* _Extracted text_
━━━━━━━━━━━━━━━━━━━━━━━━━━━━━━

Inference
Inference Forward Deployed AI Engineer
Work with customers deploying real inference workloads. Help them choose runtimes, GPUs, precision, quantization, scaling patterns, and production deployment paths.
Apply via build@jarvislabs.aiJarvis Labs needs a customer-facing engineer who can make real inference workloads successful. This is not a support role. It is a hands-on technical customer success and product feedback role for someone who understands AI workloads, can debug production deployments, and can translate customer reality into better product direction.
You will work with customers deploying models such as Gemma, Qwen, Llama, multimodal models, and other open or custom models. You should be able to reason about runtime choice, precision, quantization, GPU type, latency, throughput, cost, reliability, and production deployment patterns.
What You Will Own
- Own technical success for inference customers from discovery to production.
- Understand the customer's workload: model, traffic shape, latency needs, throughput, quality constraints, budget, scaling pattern, and operational requirements.
- Recommend serving runtimes, model precision, quantization strategy, GPU configuration, batching strategy, context length, and deployment architecture.

━━━━━━━━━━━━━━━━━━━━━━━━━━━━━━

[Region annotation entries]
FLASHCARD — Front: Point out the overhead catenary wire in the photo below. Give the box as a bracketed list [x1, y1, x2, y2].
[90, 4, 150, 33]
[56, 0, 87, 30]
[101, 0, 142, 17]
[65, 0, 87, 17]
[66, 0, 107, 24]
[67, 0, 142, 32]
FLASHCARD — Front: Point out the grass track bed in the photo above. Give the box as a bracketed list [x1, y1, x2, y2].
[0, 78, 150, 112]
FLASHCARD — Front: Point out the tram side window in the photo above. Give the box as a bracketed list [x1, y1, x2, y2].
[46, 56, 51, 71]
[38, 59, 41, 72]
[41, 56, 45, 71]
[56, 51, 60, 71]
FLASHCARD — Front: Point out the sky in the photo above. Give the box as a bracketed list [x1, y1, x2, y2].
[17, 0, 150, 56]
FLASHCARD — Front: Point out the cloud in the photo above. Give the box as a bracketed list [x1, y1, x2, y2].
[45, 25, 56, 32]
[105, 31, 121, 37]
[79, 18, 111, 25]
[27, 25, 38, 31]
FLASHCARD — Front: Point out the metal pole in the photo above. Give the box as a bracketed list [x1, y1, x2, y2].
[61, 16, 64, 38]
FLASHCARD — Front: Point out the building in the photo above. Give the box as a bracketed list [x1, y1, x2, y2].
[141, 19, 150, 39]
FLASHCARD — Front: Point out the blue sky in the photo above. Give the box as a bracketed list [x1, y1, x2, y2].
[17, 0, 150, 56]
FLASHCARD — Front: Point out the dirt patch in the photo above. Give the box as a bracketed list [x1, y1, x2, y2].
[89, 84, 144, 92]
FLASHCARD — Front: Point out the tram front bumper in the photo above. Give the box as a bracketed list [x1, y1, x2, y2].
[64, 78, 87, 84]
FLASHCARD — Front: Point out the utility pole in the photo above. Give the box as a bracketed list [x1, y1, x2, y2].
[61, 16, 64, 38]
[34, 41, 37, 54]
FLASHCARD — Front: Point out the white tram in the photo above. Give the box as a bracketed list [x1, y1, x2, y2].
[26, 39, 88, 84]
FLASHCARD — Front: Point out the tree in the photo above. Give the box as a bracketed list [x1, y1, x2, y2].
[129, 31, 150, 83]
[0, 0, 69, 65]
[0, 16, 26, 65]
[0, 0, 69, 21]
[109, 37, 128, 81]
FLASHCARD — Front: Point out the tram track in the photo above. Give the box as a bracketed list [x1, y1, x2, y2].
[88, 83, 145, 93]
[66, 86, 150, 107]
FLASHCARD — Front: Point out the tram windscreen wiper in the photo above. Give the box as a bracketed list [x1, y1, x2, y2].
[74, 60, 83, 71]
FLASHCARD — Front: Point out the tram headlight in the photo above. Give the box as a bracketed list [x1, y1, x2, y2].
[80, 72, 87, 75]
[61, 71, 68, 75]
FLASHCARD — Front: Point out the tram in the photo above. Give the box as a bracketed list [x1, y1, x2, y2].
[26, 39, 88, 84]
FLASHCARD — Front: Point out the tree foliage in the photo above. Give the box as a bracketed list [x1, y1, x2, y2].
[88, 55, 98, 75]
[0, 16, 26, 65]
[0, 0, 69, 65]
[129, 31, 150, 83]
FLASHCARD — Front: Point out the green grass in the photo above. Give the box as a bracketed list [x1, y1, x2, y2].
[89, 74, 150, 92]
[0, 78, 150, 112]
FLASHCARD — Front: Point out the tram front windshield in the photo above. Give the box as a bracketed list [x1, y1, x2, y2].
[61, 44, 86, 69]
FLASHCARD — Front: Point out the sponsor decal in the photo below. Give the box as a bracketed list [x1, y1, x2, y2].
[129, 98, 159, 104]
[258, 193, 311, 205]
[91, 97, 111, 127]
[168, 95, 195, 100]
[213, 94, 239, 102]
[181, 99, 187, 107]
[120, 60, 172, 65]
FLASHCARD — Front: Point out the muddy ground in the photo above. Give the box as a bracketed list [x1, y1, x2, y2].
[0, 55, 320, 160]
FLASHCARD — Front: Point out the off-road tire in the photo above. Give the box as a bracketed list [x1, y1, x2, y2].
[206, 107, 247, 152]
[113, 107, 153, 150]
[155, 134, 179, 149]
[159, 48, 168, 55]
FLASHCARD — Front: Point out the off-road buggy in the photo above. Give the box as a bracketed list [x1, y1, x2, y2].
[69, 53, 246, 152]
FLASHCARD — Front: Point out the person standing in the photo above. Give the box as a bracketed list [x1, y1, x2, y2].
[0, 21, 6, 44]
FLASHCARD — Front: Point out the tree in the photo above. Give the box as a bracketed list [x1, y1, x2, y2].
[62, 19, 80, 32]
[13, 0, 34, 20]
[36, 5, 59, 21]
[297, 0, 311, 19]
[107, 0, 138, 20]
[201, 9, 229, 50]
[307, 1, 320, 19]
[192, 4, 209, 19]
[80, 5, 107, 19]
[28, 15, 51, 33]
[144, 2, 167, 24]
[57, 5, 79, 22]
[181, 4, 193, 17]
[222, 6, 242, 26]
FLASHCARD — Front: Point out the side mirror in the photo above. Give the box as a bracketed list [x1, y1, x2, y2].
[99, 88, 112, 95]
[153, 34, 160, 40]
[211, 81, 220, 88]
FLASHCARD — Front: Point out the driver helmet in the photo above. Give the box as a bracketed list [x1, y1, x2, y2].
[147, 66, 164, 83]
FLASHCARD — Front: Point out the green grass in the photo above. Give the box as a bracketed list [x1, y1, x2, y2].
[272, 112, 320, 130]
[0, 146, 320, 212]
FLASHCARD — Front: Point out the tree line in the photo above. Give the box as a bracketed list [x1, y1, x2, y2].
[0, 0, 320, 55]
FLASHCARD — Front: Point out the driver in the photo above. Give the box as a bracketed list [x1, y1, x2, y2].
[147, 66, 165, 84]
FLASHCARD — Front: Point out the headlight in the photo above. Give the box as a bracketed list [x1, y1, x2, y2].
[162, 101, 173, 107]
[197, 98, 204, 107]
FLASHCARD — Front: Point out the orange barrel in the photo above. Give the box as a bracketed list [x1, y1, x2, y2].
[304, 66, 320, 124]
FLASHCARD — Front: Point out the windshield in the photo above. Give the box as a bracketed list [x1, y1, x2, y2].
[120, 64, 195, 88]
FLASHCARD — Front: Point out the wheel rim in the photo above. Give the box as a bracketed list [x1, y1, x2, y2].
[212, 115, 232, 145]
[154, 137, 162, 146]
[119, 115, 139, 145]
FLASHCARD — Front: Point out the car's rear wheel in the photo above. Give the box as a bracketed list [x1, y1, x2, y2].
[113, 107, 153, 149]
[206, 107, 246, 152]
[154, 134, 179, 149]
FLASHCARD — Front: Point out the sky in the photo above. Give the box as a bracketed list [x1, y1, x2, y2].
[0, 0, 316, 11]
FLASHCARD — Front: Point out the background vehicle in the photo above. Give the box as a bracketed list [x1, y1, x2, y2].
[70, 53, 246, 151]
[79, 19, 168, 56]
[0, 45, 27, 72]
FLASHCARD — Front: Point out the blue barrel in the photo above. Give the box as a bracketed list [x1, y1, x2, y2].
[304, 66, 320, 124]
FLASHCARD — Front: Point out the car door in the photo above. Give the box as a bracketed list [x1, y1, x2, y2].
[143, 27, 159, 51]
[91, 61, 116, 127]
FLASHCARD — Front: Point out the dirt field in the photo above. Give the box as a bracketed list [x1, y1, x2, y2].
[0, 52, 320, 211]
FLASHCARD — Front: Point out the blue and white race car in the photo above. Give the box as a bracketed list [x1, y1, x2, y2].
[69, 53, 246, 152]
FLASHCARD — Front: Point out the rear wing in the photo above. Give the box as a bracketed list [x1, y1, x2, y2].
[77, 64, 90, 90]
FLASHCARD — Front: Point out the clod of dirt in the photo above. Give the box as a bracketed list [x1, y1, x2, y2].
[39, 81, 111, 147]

━━━━━━━━━━━━━━━━━━━━━━━━━━━━━━

* _Requirements_
Print the part of the job posting between "Apply via build@jarvislabs.aiJarvis" and "better product direction.", inclusive. These rows were taken from a different source.

* _Complete output_
Apply via build@jarvislabs.aiJarvis Labs needs a customer-facing engineer who can make real inference workloads successful. This is not a support role. It is a hands-on technical customer success and product feedback role for someone who understands AI workloads, can debug production deployments, and can translate customer reality into better product direction.